Сообщите, в скольких строках приведённых ниже записей встречается слово «rocky», с учётом регистра букв. В ответе укажите только число.

━━━━━━━━━━━━━━━━

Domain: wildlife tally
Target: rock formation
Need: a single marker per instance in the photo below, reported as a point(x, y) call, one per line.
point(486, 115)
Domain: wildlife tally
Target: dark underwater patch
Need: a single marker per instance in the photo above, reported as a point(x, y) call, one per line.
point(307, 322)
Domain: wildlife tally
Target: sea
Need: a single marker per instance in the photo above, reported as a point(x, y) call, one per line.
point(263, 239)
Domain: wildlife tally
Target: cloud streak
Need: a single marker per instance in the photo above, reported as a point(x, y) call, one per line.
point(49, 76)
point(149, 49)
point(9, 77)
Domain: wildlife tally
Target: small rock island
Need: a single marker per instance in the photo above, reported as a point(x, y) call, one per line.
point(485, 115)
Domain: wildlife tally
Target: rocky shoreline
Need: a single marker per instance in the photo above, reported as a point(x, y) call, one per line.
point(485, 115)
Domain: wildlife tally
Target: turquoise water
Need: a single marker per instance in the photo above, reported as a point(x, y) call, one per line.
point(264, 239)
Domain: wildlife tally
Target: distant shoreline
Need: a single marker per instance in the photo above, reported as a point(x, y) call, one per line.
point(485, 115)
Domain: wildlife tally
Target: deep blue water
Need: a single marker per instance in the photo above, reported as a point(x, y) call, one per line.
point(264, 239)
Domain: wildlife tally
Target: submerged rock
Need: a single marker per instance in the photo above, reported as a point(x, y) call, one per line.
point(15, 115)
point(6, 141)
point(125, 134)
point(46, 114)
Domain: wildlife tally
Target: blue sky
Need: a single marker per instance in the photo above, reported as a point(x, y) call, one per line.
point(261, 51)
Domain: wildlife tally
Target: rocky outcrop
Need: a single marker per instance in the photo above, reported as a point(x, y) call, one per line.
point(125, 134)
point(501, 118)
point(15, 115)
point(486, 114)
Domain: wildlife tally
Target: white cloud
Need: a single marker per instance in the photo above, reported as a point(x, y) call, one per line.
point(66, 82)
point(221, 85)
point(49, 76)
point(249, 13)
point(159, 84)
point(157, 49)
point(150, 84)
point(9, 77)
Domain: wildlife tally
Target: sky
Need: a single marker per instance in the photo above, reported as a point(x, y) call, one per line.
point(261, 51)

━━━━━━━━━━━━━━━━

▶ _Ответ_: 2